WORK REQUIRED:
Copy every line of the data exactly, keeping out any picture.

(Referring expression pointing data)
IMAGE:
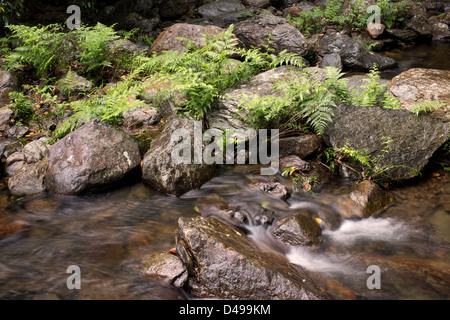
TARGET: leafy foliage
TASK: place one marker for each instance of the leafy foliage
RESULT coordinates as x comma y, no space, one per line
313,100
364,164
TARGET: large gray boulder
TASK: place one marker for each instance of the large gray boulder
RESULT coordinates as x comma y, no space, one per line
226,264
217,8
159,169
226,114
415,139
29,178
353,54
93,157
419,85
256,31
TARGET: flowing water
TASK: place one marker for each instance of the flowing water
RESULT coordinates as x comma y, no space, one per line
107,234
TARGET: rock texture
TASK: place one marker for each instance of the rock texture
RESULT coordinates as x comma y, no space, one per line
92,157
415,139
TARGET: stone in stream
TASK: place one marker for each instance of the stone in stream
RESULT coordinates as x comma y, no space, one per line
420,85
354,55
91,158
165,265
414,139
300,146
364,200
29,178
159,170
228,265
301,229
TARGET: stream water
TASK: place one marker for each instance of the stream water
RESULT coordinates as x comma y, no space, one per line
107,235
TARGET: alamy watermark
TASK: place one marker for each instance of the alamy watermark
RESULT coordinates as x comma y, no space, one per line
223,144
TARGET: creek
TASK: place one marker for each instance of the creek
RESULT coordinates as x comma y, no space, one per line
107,234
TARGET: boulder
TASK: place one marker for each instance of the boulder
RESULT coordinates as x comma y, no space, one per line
331,60
415,139
255,32
166,266
167,40
217,8
354,55
226,114
364,200
162,172
301,146
29,178
301,229
91,158
14,162
404,35
274,189
294,161
419,85
257,3
228,265
36,150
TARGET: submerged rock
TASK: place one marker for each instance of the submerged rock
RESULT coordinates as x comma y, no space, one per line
161,172
228,265
301,229
353,54
364,200
91,158
414,139
166,266
29,178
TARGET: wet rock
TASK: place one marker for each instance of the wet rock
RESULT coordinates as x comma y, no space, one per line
91,158
301,146
375,29
255,31
167,40
301,229
331,60
274,189
419,85
415,139
5,116
36,150
353,54
218,8
14,162
404,35
225,112
294,161
167,266
72,83
440,31
257,3
364,200
10,226
358,83
8,83
29,178
141,117
161,172
228,265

WRITTEN RESPONSE:
IMAGE:
TARGET: leafy foliage
TASK: place one marker for each instance of the leafy foliage
RESULT coordinates as x comma y, no space, one per line
313,100
364,164
TARGET: large gray boulder
TASK: place one marker for each instance of the large gray boulder
RESULT coordinates as x comma y, no space, one per line
226,264
217,8
159,169
226,114
415,139
29,178
353,54
93,157
419,85
256,31
TARGET: flowing water
TASK: place one marker for each instance of the flowing water
RESULT coordinates as x comma y, no space, one per line
107,234
TARGET: rock texture
TASK: place one marker for each instance of the rock texture
RESULT coordinates as x comma y, no space, one per line
92,157
415,139
TARGET: stone in stream
TASK: place one marker for each instance of the stone in stream
RESULT coordinates as x comma y, no space, one per line
420,85
354,55
91,158
165,265
414,139
300,146
364,200
29,178
159,170
228,265
301,229
TARGET: stream water
TASK: place one marker for each instance of the stream water
RESULT coordinates as x comma y, no space, one per line
107,235
TARGET: alamy watermark
TASK: place one marker for each instance of the alamy watermark
RESULT coordinates as x comma y, no space, one per line
223,144
TARGET: creek
TASK: place one marker for each instance of the creek
RESULT coordinates as x comma y, no space, one per line
107,234
TARGET: boulder
TASK: place one marker for each instance of the boulder
RESULT coordinates as x comma y, no space, one per line
331,60
415,139
255,32
166,266
167,40
217,8
354,55
226,114
364,200
162,172
301,146
29,178
301,229
91,158
14,162
404,35
274,189
294,161
419,85
257,3
228,265
36,150
TARGET: submerged rock
TASK: place one marker for each instance of the submerged rock
RESULT coordinates as x comma y, no space, one per line
161,172
228,265
301,229
353,54
364,200
91,158
414,139
166,266
29,178
TARGET: wet rock
TASK: place one marker for each instance of the wet rock
RESULT coordinates as x comma y, no space, one per line
91,158
301,146
375,29
255,31
167,40
301,229
331,60
274,189
419,85
415,139
5,116
36,150
353,54
218,8
14,162
404,35
225,112
294,161
167,266
72,83
440,31
257,3
364,200
10,226
358,83
8,83
29,178
141,117
161,172
228,265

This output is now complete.